§ Work to complete
Write what comes next in the text about diagnosing exhaust smoke and turbo seal oil consumption, starting after its final sentence.

§ Quoted text
------------------------------------------------

Therefore, if the oil consumption is much greater under high airflow (not necessarily high load), the culprit is the turbo seals.

You can verify this by revving it up to 3000 rpm in the driveway. If it smokes badly, similar to the situation on the highway (actually should be worse because the vehicle is stationary), you found your issue.
I'm not at home at the moment (college) so I can't do this stuff in person but I got my dad to do the 3k-rpm stationary test and when he did it, He could NOT get a cloud of smoke out the back. The smoke while I was driving it on that trip seemed intermittant.... there would be a cloud for a few miles and then not as noticable for a little while. I couldn't find any pattern so I'm assuming it just was a difference in my speed or engine load that I didn't readily observe.

------------------------------------------------

§ Excerpted records
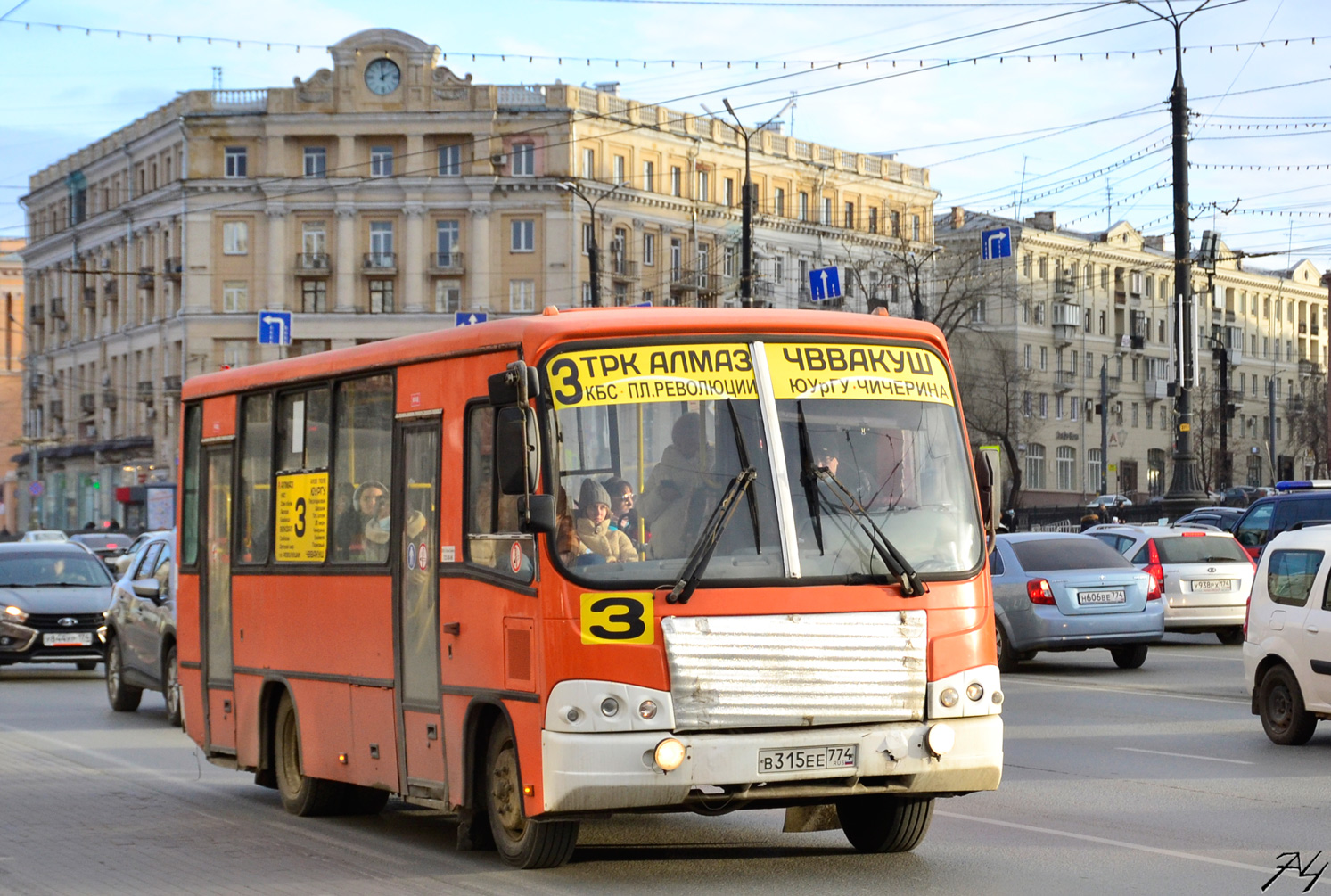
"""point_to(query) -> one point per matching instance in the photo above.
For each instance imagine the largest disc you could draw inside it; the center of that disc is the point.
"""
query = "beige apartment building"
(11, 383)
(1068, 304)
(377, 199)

------------------------------------------------

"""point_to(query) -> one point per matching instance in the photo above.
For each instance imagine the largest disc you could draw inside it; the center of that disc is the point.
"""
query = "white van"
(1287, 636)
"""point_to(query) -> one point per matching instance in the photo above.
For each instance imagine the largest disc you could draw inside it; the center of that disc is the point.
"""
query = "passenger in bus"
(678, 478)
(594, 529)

------------------------------------------------

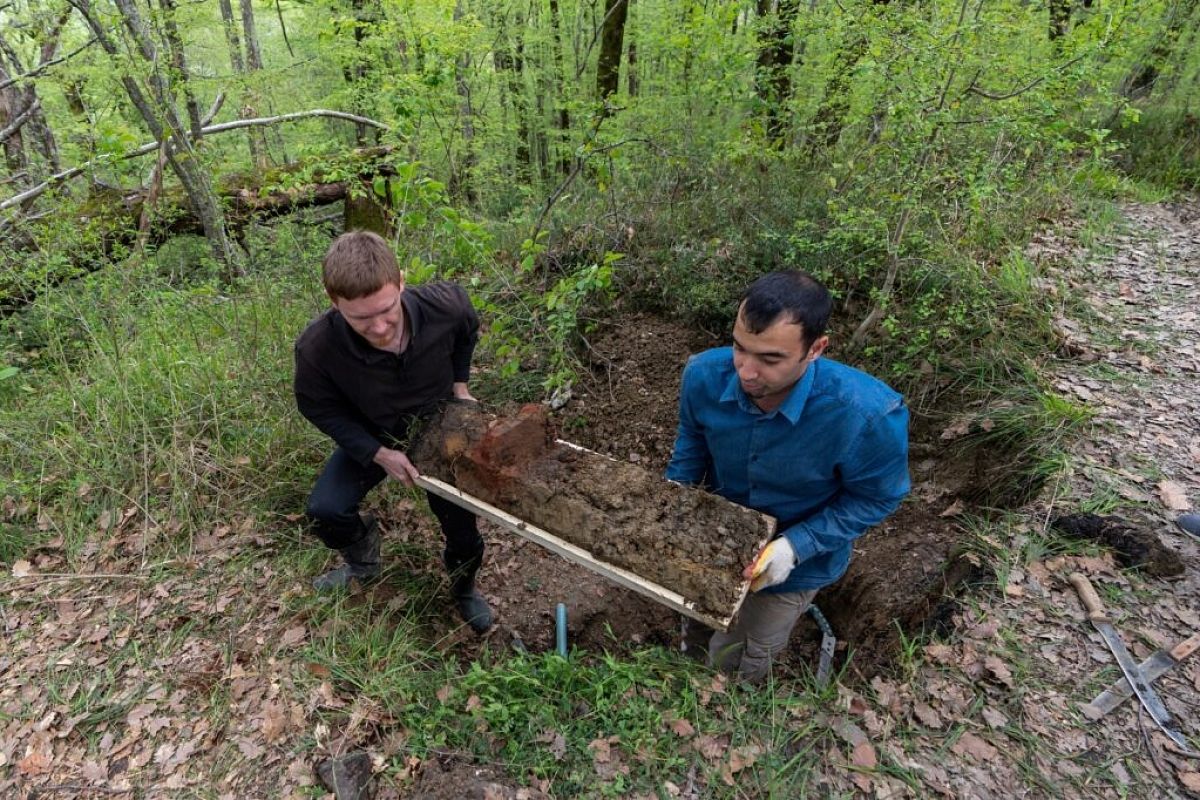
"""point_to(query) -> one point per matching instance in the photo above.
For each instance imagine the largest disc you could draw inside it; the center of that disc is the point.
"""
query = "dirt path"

------------------------------------------------

§ Solved exercise
In any case... we're still going to try to visually look down at the turbo and see if there's a puddle of oil in it the next chance we get, and I'm reading threads now on the oil separator. I'm wondering if perhaps the check valve at the bottom of the separation mechanism is plugged or stuck, and so the oil that normally would recirculate into the engine is instead burning.

Somebody in another thread mentioned that the vacuum pump could fail and let oil into the air cleaner that way. The air box IS oily, so I'm going to try to read up on that too.

I want to thank everybody for their patience in letting me ask questions about cars I can't do hands-on tests on except every few weekends and then report back and re-visit old issues when I'm finally dealing with them in person.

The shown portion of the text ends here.